Tasks to complete:
1) According to the passage on Cartesian products and spatial grids, why does a query joining a 50-row table with a 10-row table return 500 rows? Answer in one to three sentences.
2) Retype the lines of the listing, starting with the line containing "Point out every instance of the yellow" and going on through the end of the listing.

#### Quoted text

When you perform a multi-table query that doesn’t explicitly state a join condition among the tables, you create a Cartesian product. A Cartesian product consists of every possible combination of rows from all the tables involved. If you have 50 rows in one table and 10 in another, the Cartesian product that will result from joining those tables will be a table with 500 rows.

To make a query that returns every cell in a spatial grid, you must first create a complete grid. I did this by making tables with entries for every row and column. I have a subroutine that creates a table and then loads it with as many entries as I require:

Public Sub makeGrid_FX(tableName As String, _

 cSize As Double, cMin As Double, cMax As Double)

 

Dim sqlStr As String

Dim valX As Double

Dim gridx As Double 

 

On Error Resume Next

DoCmd.SetWarnings False

        

DoCmd.RunSQL "drop table " & tableName

  

On Error GoTo Err_MakeGrid

DoCmd.RunSQL "CREATE TABLE " & tableName & _

              " (coord double);"

 

valX = cMin

Do While valX <= cMax

    gridx = Histo_FX(valX, cSize)

########
#### Material to process

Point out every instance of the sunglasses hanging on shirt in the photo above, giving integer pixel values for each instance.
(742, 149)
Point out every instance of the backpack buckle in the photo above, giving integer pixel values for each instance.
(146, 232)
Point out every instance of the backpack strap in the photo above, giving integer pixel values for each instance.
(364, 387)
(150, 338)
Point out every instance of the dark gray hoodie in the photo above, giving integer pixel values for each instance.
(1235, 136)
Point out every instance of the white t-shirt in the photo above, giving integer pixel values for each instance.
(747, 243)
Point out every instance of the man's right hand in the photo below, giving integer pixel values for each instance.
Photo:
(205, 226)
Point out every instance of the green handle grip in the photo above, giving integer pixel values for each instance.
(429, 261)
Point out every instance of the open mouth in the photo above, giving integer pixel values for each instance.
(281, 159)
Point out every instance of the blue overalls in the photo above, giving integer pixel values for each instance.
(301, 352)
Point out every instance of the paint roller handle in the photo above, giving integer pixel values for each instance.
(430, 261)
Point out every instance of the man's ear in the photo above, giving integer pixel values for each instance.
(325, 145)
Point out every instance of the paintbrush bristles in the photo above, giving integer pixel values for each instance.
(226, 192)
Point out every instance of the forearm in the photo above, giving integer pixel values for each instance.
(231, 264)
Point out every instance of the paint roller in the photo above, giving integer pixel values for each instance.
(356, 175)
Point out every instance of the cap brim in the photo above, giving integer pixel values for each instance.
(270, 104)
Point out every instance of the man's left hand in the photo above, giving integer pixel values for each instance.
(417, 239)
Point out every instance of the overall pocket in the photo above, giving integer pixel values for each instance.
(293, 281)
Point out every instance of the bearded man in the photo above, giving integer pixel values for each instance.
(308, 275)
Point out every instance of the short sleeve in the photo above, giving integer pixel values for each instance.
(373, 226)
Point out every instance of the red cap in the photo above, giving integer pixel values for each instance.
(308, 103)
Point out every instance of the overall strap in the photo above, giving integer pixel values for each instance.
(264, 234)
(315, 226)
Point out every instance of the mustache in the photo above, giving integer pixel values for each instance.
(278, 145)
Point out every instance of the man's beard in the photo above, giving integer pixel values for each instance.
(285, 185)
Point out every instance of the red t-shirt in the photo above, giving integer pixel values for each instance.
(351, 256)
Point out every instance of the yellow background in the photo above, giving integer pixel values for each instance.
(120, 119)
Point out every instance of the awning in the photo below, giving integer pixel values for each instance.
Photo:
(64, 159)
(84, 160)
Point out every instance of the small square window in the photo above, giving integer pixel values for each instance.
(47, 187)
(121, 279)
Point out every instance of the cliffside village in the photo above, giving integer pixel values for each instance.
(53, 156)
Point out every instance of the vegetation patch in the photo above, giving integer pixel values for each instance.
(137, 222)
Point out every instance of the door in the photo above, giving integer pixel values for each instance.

########

Responses for each task:
1) The query does not explicitly state a join condition among the tables, so it produces a Cartesian product. A Cartesian product consists of every possible combination of rows from the tables involved, so each of the 50 rows pairs with each of the 10, giving 500 rows.

2)
Point out every instance of the yellow background in the photo above, giving integer pixel values for each instance.
(120, 119)
Point out every instance of the awning in the photo below, giving integer pixel values for each instance.
Photo:
(64, 159)
(84, 160)
Point out every instance of the small square window in the photo above, giving integer pixel values for each instance.
(47, 187)
(121, 279)
Point out every instance of the cliffside village in the photo above, giving integer pixel values for each instance.
(53, 156)
Point out every instance of the vegetation patch in the photo above, giving integer pixel values for each instance.
(137, 222)
Point out every instance of the door in the photo above, giving integer pixel values for each instance.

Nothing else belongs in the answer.